GIVEN PASSAGE:
+===+
Database (or data) modeling is a process in which you analyze the application requirements (usually retrieved from your customers) and design a database schema. The database schema describes the structure of data stored in your database. Before you move on to the application implementation, you should validate whether the schema follows certain good practices (normal forms) and fulfills the customer requirements.

The outcome of database modeling is a database model. There are many approaches that can be used, for a relational database, the best and most common option is an Entity-Relationship model. This model is written down using ERD (Enity-Relationship Diagram). An alternative to the ER model is e.g. an Object Oriented Model.

E-R Modeling

E-R Modeling works with the following concepts:

  • entity – an identifiable real world object (table record)
  • entity type – a class of real world object
  • relationship – a link between entities
  • attribute – a property of entity or relationship
  • value – an actual value of an attribute
  • attribute domain – a set of allowed values for an attribute
  • key – a set of attributes which identify an entity

If you still remember the principles of relational databases, the above should be very familiar to you. It uses the same words and same concepts as relational algebra – apart from relation and algebra :) E-R Modeling is a tool to create diagrams, which nicely convert to relational databases. If you find E-R modelling similar to object oriented modeling, that is good too, because they both are tools to solve the same problem – describe and design the structure of data.

Do not confuse relation and relationship! While relationship is colloquially abbreviated to relation, in databases, they have to be distinguished. Can you describe the difference?

A relation is a set of entities, usually written down as a table. A relationship is a connection between entities.
+===+
RECORDED DATA:
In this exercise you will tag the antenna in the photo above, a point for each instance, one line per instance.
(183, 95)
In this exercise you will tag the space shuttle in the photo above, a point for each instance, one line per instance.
+===+
SET TASKS:
[a] Can you copy, word for word, the stretch of the database modeling passage from "Do not confuse" through "connection between entities."?
[b] Answer these questions from the database modeling passage:
(i) What is the outcome of database modeling?
(ii) In E-R modeling, what is a key?
(iii) How is a relation usually written down?

SOLUTIONS TO THE TASKS:
[a]
Do not confuse relation and relationship! While relationship is colloquially abbreviated to relation, in databases, they have to be distinguished. Can you describe the difference?

A relation is a set of entities, usually written down as a table. A relationship is a connection between entities.

[b]
(i) A database model.
(ii) A set of attributes which identify an entity.
(iii) As a table.